Exercise requirements:
Quote the essay on compromise and collaboration word for word, starting at "When we compromise, we're" and stopping after "reach an agreement.".
--- Text passage Enclosed Below ---
I've been struggling to write this for several weeks. The struggle hasn't been about the content, it's been about the presentation. Our nation was founded on a series of compromises. You can go back to the Connecticut compromise, which gave us a bicameral legislature. Then there was the Missouri compromise, which set up admission of both free states and slave states to the union.
Then there were the politicians who were known for their ability to compromise. Henry Clay established himself as being The Great Compromiser. If you think about people or groups being in conflict with one another, it comes down to one simple statement. Conflict is a situation where one's needs or desires, are different from the other parties' needs or desires.
When we compromise, we're usually giving up something to get something. I describe it as "half a loaf is better than none." If I want deliver a 12 hour training class, you tell me. I only have four hours in which deliver it. So we negotiate, and reach a compromise which is, you extend the training time to eight hours, and I condense my 12 hours of content into an eight hour session. See, we each gave up something in order to reach an agreement.
For centuries, people in our country have been in conflict with one another. You had Southerners who were proslavery, and Northerners who were abolitionists. You've had management, who've taken harsh stances against organized labor. You have right wing politicians taking a stand against left-wing politicians. And pro-choice forces versus anti-abortion forces.
Not all that conflict resolves itself. Much of it continues today. But we miss opportunities to collaborate. Collaboration is different from compromise. While compromise may be the situation where half a loaf is better than none, collaboration is searching for win-win situations, where both parties are able to have their needs met.
Here's a concrete example of collaboration. I have 12 hours of training I need to deliver to your group. Your group must be able to service customers and they can't be taken away from their desks for 12 consecutive hours of training. We agree to have the training delivered over four day of three hours a session. we collaborated on a solution where both needs were met.
So the thing that's missing in our society when it comes to the "really big issues," is a lack of collaboration. Take a look at some issues that are close to your heart. Are there opportunities when it comes to that issue where it would be worth collaborating with someone who disagrees with you?
--- End of Enclosed Text passage ---
--- Data under study Enclosed Below ---
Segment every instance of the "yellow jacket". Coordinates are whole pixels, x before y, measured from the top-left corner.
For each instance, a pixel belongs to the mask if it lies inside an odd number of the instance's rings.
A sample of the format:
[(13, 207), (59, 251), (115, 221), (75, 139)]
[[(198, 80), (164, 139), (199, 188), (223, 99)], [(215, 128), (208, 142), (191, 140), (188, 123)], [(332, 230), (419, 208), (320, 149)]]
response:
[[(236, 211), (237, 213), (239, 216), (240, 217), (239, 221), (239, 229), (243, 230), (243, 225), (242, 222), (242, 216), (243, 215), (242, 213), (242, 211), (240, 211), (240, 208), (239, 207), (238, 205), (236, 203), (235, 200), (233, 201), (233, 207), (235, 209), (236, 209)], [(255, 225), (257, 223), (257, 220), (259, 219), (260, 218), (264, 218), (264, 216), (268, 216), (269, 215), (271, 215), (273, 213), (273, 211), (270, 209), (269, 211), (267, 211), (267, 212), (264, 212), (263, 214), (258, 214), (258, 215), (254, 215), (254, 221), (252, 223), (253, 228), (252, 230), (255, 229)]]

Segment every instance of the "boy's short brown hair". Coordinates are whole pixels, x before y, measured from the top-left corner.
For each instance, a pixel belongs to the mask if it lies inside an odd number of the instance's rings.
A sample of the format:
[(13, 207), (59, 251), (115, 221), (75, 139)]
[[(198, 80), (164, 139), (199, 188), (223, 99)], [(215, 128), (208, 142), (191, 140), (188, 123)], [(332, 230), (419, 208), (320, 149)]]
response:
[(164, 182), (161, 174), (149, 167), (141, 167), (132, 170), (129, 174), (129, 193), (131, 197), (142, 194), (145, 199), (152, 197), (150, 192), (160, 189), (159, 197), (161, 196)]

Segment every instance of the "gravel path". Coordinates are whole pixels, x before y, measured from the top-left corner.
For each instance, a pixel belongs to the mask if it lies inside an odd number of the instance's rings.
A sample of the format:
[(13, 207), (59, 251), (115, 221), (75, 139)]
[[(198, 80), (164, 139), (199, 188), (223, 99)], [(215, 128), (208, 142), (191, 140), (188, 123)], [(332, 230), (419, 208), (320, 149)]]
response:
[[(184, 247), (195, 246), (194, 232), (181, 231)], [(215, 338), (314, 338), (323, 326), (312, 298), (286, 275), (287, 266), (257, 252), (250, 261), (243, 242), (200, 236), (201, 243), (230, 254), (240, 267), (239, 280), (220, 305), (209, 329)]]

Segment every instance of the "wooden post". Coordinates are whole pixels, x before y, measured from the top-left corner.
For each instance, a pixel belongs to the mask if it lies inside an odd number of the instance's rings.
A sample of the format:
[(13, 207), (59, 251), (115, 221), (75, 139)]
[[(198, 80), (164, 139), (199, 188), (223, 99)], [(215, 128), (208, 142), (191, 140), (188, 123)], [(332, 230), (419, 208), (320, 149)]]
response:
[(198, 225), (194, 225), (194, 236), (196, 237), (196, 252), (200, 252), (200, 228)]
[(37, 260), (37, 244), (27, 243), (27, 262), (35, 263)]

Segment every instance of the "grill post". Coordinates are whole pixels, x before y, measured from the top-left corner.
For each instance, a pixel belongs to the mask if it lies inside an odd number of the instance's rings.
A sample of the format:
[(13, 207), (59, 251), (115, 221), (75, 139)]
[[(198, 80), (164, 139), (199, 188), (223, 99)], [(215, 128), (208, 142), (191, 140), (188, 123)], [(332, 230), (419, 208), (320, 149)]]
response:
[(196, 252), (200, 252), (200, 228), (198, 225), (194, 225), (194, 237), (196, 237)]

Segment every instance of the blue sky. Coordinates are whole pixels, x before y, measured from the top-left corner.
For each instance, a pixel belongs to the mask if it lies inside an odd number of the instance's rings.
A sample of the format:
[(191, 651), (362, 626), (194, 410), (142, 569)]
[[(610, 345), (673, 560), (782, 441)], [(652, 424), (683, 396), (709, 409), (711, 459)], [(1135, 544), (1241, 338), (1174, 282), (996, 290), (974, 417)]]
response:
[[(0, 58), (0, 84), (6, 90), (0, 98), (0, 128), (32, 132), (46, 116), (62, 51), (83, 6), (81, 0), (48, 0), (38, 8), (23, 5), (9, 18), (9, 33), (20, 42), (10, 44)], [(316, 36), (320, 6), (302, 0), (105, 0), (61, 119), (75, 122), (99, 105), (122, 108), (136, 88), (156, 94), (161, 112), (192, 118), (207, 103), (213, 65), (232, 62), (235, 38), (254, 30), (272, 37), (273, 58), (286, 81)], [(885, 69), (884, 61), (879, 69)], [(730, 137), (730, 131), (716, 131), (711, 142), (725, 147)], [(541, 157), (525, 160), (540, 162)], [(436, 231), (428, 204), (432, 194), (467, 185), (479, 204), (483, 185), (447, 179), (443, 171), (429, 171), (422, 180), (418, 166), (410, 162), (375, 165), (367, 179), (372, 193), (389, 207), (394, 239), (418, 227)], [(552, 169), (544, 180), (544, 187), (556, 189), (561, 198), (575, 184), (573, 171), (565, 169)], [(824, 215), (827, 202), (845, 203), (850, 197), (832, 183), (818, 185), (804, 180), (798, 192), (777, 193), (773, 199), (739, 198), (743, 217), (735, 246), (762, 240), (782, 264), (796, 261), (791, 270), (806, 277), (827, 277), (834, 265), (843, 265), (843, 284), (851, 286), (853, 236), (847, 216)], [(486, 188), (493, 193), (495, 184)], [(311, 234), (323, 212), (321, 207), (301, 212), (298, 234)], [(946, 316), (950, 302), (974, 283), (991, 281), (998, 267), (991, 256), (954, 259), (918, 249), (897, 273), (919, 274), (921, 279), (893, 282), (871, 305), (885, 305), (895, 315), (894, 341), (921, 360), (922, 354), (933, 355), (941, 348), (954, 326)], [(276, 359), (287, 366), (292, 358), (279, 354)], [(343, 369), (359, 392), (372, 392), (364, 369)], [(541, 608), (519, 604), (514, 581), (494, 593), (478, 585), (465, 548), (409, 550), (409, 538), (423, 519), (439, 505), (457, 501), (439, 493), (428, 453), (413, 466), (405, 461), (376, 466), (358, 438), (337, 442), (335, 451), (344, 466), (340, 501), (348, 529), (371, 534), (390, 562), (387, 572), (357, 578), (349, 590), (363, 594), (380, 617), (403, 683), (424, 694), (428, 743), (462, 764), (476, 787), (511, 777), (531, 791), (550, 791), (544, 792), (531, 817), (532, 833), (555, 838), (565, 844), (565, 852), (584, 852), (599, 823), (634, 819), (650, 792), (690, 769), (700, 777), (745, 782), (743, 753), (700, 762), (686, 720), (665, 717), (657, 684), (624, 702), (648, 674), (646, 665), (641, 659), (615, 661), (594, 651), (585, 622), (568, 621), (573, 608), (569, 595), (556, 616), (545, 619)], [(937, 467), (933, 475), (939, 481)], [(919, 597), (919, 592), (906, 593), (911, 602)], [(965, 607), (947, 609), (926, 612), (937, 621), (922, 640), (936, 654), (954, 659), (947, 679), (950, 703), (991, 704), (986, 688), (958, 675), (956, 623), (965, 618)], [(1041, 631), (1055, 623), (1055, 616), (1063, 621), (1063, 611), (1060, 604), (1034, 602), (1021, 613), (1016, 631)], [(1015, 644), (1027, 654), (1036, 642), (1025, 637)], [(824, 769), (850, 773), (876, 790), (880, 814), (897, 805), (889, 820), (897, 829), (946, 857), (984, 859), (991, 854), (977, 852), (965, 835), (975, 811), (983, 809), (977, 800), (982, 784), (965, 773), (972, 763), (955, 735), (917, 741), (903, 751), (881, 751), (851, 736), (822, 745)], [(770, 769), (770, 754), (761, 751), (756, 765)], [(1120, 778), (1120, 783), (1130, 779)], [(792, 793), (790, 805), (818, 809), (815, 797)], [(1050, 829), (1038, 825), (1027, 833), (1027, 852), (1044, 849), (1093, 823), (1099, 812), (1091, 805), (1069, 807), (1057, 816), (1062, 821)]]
--- End of Enclosed Data under study ---
Exercise output:
When we compromise, we're usually giving up something to get something. I describe it as "half a loaf is better than none." If I want deliver a 12 hour training class, you tell me. I only have four hours in which deliver it. So we negotiate, and reach a compromise which is, you extend the training time to eight hours, and I condense my 12 hours of content into an eight hour session. See, we each gave up something in order to reach an agreement.